__TASK PROMPT__:
Reproduce the following records word for word, without altering any character.

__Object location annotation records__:
begin

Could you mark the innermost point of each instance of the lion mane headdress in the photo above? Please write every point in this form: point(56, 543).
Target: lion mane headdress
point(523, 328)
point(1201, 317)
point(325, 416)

end

__FINAL RESULT__:
Could you mark the innermost point of each instance of the lion mane headdress in the photo above? Please write every point in this form: point(56, 543).
Target: lion mane headdress
point(523, 328)
point(1201, 317)
point(325, 416)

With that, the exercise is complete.